┌─ Listed records
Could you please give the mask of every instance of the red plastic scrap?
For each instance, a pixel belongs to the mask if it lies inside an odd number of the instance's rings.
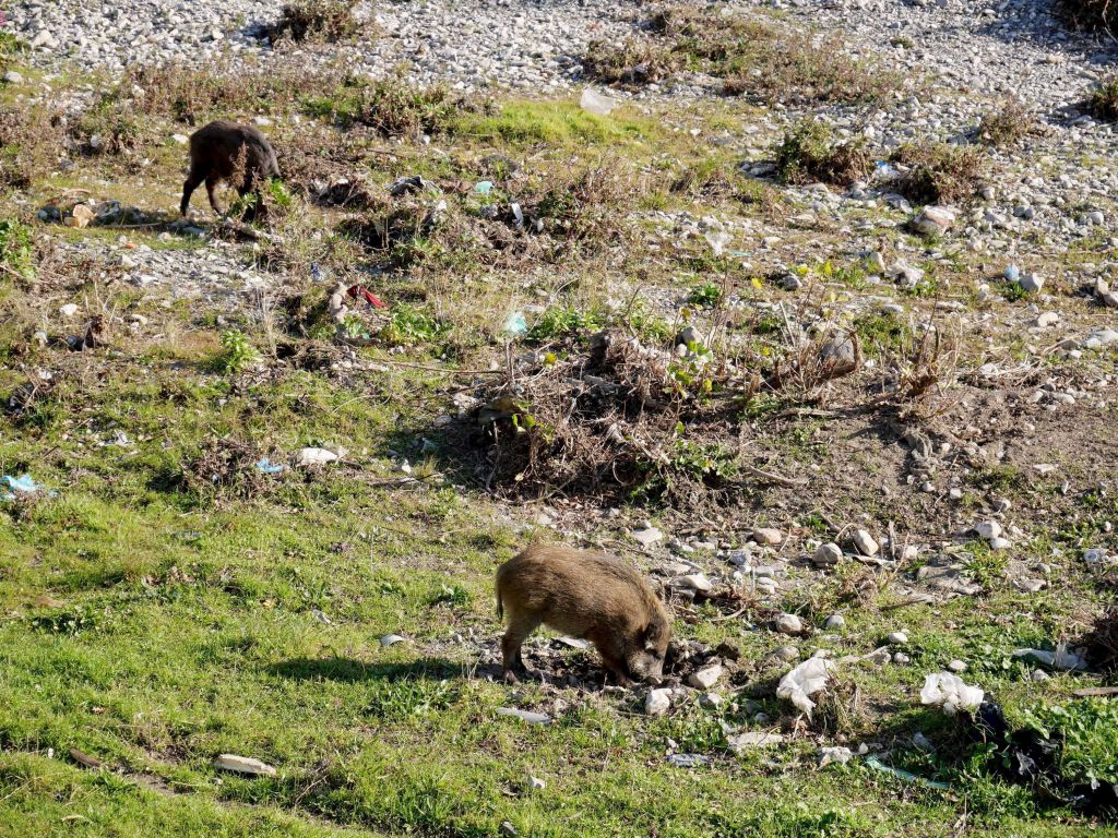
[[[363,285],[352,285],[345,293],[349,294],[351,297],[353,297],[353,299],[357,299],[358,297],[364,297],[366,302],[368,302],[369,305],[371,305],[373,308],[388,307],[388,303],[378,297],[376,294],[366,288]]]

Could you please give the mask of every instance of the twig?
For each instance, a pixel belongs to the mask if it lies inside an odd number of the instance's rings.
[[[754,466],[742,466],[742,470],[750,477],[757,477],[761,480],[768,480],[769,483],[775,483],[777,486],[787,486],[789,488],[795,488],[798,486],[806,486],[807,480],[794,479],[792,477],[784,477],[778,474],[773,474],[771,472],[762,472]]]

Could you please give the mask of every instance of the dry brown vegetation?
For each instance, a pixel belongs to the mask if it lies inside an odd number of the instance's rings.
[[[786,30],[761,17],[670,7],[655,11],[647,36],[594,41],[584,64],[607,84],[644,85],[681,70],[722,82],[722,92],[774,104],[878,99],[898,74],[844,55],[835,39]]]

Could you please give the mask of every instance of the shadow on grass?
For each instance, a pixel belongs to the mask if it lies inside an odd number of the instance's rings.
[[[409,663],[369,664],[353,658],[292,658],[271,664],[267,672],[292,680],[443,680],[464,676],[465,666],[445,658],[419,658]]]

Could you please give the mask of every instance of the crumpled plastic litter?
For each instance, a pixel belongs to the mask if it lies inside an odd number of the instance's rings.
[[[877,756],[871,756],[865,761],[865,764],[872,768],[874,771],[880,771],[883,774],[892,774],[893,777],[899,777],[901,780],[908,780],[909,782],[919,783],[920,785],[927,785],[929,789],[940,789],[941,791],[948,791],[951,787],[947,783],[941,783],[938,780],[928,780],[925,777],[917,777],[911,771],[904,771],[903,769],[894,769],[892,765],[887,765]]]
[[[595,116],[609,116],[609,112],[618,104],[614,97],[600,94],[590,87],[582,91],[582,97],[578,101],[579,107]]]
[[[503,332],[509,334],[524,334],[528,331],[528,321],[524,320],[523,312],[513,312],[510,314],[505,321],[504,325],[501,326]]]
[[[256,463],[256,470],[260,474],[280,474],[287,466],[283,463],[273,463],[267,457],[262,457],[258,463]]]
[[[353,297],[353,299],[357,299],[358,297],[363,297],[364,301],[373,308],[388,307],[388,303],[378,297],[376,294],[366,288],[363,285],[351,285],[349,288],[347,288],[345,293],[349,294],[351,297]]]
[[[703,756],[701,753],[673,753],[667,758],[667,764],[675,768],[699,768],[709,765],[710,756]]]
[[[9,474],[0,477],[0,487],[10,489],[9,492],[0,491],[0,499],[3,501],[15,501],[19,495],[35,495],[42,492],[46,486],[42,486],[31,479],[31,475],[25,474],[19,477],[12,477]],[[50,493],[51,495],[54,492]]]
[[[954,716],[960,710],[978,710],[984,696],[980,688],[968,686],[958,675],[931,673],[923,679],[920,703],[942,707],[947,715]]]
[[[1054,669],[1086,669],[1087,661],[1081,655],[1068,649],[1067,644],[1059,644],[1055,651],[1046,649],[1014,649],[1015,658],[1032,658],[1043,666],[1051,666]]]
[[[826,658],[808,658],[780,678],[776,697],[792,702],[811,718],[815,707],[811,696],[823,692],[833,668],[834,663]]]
└─
┌─ Listed records
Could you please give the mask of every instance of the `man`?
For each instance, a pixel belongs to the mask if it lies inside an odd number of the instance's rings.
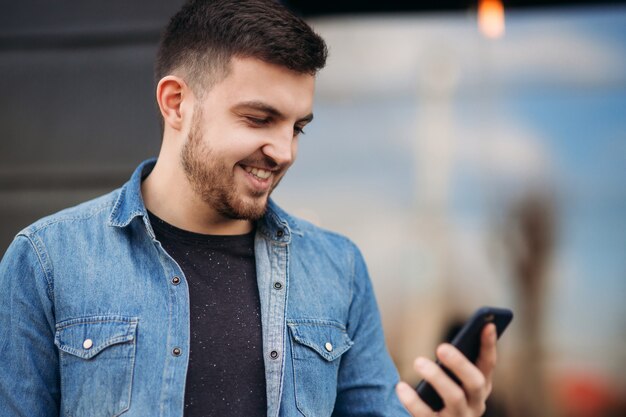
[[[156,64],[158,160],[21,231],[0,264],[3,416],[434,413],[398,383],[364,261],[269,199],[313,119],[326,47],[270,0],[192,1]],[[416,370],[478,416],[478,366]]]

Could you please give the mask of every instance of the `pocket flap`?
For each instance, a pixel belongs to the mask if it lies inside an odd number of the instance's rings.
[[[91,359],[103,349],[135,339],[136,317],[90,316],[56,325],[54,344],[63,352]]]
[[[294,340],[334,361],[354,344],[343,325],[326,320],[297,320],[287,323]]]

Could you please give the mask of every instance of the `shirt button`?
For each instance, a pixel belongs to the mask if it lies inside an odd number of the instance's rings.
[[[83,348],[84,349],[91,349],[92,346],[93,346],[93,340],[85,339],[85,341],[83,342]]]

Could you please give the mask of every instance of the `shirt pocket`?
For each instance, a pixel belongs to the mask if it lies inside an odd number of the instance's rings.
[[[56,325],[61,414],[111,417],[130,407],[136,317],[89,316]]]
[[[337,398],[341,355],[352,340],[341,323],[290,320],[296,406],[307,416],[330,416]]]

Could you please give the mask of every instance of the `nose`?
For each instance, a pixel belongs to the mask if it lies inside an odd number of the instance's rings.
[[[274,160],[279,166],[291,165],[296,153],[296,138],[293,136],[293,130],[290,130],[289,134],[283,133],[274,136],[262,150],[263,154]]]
└─
→ **Aim of the task**
Tally the lines in the items above that contain the string "shirt". Give only the number.

→ **Written reply**
2